■ **Activity**
Print out all the records, word for word.

[Stored entries]
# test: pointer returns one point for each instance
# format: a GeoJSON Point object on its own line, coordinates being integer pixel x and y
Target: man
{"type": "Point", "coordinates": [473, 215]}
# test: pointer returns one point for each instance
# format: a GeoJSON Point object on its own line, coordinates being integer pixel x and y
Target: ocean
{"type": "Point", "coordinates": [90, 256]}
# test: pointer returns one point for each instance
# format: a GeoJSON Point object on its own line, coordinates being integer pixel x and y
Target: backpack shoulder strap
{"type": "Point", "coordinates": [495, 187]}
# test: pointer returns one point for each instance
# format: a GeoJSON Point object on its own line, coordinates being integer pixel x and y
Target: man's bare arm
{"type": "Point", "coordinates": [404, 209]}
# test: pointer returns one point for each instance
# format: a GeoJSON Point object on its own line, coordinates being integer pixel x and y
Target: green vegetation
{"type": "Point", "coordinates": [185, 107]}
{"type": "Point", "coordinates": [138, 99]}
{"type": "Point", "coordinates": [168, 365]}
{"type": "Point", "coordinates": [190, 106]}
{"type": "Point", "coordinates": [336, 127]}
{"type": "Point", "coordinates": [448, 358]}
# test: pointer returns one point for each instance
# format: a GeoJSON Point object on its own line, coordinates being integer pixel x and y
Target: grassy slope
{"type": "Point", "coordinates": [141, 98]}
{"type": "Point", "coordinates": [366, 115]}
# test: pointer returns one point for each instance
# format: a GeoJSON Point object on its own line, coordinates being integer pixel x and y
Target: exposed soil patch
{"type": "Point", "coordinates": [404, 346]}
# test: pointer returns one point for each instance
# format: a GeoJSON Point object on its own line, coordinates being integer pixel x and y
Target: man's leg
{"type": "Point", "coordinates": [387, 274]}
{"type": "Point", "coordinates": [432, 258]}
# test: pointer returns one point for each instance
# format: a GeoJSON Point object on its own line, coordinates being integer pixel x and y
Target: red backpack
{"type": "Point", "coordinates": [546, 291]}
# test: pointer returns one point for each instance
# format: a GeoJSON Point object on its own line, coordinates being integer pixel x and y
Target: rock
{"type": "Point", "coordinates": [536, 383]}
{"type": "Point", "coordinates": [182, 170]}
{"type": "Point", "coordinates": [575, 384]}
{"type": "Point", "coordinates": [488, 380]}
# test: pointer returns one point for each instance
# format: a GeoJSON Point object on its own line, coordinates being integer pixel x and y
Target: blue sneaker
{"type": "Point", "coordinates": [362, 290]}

■ **Written reply**
# test: pointer returns one point for each instance
# format: a GeoJSON Point object on its own line, coordinates being integer pixel x and y
Target: man
{"type": "Point", "coordinates": [473, 215]}
# test: pointer returns one point for each instance
# format: a GeoJSON Point object on its own line, coordinates being integer pixel x and y
Target: ocean
{"type": "Point", "coordinates": [90, 256]}
# test: pointer returns one point for each instance
# format: a GeoJSON Point object on its own line, coordinates being integer pixel x and y
Target: backpack shoulder strap
{"type": "Point", "coordinates": [495, 187]}
# test: pointer returns one point for each instance
# format: a GeoJSON Point object on its own line, coordinates being integer pixel x and y
Target: man's bare arm
{"type": "Point", "coordinates": [404, 209]}
# test: pointer returns one point for each instance
# format: a GeoJSON Point object on its own line, coordinates being integer pixel x and y
Target: green vegetation
{"type": "Point", "coordinates": [185, 107]}
{"type": "Point", "coordinates": [138, 99]}
{"type": "Point", "coordinates": [168, 365]}
{"type": "Point", "coordinates": [190, 106]}
{"type": "Point", "coordinates": [336, 127]}
{"type": "Point", "coordinates": [448, 358]}
# test: pointer returns one point for each instance
# format: a GeoJSON Point object on its own line, coordinates being integer pixel x and y
Target: grassy slope
{"type": "Point", "coordinates": [141, 98]}
{"type": "Point", "coordinates": [366, 115]}
# test: pointer returns one point for each instance
# format: a GeoJSON Point object on its own line, coordinates being integer pixel x and y
Target: exposed soil patch
{"type": "Point", "coordinates": [404, 346]}
# test: pointer returns one point for each instance
# format: a GeoJSON Point object on its own line, coordinates being integer pixel x and y
Target: man's leg
{"type": "Point", "coordinates": [387, 274]}
{"type": "Point", "coordinates": [432, 258]}
# test: pointer returns one point for each instance
# format: a GeoJSON Point object on its own line, coordinates being integer pixel x and y
Target: red backpack
{"type": "Point", "coordinates": [546, 291]}
# test: pointer returns one point for each instance
# format: a GeoJSON Point object on its own line, coordinates being integer pixel x and y
Target: rock
{"type": "Point", "coordinates": [536, 383]}
{"type": "Point", "coordinates": [182, 170]}
{"type": "Point", "coordinates": [575, 384]}
{"type": "Point", "coordinates": [488, 380]}
# test: pointer returns one point for each instance
# format: a GeoJSON Point object on its own line, coordinates being integer pixel x and y
Target: blue sneaker
{"type": "Point", "coordinates": [362, 290]}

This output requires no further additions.